Extracted records:
>>>>
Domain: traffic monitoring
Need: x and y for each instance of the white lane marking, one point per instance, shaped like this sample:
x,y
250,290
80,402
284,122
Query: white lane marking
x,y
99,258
<<<<
**About this exercise**
Return every line above exactly as it stands.

**Task result**
Domain: traffic monitoring
Need: x and y for each instance of the white lane marking, one point per instance, shaped like this sample:
x,y
250,290
80,402
284,122
Query: white lane marking
x,y
99,258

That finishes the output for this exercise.